*WHAT TO DO*: A single number is all that's needed: how many lines in the data contain the string "piling".

*SOURCE MATERIAL*:
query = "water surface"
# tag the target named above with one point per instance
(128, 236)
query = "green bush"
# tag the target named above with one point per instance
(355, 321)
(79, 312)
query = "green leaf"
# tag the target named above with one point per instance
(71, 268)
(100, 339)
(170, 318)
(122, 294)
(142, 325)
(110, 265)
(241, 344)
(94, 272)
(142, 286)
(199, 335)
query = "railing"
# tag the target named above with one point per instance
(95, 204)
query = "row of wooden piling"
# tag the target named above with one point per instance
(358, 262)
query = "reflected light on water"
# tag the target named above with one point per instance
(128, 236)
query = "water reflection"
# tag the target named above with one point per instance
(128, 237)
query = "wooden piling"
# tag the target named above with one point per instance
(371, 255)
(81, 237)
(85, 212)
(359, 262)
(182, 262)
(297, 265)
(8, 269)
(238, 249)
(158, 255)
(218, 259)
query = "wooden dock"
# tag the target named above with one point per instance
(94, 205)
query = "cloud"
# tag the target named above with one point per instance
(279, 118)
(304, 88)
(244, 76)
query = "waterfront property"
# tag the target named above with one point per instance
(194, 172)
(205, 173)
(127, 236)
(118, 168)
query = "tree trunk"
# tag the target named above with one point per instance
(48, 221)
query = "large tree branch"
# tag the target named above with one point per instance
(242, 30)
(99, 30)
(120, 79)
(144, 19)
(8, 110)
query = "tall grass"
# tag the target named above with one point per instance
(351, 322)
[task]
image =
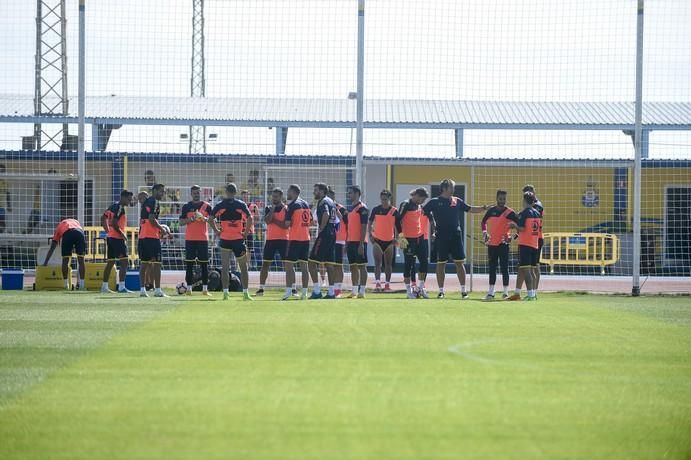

*RESPONSE AREA*: 2